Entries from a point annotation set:
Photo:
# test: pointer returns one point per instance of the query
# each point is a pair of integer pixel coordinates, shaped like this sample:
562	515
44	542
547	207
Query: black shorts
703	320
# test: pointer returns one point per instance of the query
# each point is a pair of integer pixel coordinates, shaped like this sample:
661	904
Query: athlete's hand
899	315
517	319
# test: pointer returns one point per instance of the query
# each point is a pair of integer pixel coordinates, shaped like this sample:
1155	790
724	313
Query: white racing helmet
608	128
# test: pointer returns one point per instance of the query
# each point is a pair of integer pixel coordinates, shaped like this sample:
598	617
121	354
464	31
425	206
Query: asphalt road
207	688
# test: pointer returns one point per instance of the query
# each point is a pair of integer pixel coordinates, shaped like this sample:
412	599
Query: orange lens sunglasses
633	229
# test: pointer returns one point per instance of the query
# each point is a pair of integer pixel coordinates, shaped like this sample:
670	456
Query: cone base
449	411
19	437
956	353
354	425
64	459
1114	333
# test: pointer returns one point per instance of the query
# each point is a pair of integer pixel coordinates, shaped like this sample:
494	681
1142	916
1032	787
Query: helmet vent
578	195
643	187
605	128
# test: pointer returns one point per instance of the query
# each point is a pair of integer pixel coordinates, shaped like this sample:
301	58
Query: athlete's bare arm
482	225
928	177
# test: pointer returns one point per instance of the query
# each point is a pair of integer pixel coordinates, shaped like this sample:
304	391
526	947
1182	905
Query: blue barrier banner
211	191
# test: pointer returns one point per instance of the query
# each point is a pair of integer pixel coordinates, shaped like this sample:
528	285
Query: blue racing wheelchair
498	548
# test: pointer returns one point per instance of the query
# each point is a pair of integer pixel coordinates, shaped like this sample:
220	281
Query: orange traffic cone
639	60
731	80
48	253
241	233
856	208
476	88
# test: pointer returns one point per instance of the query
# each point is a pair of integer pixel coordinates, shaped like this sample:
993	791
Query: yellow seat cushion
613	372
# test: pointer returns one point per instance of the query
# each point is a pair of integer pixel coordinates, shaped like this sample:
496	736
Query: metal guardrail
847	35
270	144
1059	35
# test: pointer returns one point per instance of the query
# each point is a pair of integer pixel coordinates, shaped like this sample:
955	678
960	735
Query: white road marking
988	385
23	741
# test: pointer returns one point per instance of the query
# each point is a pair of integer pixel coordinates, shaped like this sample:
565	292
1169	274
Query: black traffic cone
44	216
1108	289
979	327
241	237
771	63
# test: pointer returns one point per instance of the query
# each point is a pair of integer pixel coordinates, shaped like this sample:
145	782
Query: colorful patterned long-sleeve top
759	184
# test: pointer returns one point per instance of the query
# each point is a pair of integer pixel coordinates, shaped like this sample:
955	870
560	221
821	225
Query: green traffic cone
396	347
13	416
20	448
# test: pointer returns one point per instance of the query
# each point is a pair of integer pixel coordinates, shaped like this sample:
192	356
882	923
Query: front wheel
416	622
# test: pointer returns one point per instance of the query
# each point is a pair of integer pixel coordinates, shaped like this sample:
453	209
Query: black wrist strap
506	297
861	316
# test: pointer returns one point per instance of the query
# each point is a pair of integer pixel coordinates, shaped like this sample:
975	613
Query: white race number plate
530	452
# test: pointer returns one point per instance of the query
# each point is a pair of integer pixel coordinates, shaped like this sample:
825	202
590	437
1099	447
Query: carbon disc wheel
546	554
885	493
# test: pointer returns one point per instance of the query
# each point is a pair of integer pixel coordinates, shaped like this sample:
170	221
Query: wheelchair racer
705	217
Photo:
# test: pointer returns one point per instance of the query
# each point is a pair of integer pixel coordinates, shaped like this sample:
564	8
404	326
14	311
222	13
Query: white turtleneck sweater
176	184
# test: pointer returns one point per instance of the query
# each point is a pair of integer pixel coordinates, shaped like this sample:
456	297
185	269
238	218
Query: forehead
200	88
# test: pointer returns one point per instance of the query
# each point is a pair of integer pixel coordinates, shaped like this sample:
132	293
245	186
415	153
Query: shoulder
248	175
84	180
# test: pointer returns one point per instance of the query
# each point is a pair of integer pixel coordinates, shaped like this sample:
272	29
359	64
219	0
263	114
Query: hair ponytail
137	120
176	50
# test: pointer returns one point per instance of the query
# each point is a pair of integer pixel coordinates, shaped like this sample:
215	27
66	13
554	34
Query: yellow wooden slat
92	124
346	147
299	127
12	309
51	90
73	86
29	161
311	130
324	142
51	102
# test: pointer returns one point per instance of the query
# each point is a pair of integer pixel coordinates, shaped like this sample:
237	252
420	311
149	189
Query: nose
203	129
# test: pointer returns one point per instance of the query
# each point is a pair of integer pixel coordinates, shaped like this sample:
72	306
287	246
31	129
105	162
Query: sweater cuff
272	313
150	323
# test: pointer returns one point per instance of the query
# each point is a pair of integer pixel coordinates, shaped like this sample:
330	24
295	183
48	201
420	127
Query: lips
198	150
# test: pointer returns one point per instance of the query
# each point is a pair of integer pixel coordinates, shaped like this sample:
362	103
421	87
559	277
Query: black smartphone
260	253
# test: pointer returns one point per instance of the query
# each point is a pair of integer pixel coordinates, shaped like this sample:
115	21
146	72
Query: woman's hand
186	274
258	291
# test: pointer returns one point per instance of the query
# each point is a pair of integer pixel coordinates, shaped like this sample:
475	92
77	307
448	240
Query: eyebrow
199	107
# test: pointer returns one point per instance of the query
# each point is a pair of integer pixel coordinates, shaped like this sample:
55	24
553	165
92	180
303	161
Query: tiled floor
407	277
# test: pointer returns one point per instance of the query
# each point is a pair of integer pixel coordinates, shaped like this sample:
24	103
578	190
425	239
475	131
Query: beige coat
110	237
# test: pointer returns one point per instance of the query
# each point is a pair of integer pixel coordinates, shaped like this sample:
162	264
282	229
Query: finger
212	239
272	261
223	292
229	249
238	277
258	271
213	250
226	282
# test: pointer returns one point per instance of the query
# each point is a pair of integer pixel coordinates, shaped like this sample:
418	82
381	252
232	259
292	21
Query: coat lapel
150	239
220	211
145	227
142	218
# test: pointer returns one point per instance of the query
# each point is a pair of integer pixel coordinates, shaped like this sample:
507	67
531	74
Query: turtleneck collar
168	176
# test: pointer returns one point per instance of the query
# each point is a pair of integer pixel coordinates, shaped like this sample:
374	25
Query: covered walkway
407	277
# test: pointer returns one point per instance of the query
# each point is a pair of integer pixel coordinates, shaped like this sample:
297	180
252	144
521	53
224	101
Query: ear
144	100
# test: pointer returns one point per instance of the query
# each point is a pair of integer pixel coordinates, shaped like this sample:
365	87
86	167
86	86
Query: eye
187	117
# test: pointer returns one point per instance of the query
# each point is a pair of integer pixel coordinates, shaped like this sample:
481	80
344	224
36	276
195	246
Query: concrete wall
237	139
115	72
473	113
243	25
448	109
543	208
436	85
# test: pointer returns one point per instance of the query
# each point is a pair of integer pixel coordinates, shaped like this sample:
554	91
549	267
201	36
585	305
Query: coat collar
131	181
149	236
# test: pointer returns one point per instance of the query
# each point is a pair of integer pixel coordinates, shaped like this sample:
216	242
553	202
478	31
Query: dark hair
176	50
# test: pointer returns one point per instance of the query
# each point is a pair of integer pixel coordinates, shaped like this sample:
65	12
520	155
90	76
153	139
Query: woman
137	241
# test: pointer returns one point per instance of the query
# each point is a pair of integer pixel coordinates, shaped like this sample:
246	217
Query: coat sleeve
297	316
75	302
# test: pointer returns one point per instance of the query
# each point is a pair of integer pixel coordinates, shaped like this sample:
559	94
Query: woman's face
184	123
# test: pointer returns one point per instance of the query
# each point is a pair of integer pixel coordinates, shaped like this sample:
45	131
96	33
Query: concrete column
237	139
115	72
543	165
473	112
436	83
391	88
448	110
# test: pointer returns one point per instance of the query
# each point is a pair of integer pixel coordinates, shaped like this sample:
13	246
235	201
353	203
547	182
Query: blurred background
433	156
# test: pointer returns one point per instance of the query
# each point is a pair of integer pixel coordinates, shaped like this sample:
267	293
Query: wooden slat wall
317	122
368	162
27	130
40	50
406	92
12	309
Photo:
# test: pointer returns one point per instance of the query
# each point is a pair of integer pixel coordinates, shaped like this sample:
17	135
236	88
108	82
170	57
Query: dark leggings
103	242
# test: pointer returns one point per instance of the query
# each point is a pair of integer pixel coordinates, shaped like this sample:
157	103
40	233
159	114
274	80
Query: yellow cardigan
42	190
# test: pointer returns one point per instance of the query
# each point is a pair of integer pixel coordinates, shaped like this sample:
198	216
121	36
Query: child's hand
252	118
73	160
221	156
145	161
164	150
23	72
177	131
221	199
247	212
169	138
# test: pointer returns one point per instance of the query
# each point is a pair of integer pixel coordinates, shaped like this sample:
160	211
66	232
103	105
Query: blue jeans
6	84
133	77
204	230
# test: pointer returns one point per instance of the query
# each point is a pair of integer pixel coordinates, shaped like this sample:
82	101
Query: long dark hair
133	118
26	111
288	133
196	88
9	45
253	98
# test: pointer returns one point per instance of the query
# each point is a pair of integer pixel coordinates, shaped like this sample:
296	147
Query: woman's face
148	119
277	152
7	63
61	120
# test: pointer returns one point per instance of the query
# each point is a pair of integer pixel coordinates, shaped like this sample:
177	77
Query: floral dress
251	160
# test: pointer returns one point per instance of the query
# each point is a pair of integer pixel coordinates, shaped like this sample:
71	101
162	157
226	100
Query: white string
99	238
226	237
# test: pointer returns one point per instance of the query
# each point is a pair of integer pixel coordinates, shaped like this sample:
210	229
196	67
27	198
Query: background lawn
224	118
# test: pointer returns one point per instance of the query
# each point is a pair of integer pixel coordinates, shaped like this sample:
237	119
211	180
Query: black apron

*WRITTEN REQUEST:*
Gather every line above that contains the string "hand", treating uppercase and lowercase as distinct, and list those lines in their original order.

*EXERCISE RESULT:*
Query: athlete's hand
Query: woman's hand
Query: child's hand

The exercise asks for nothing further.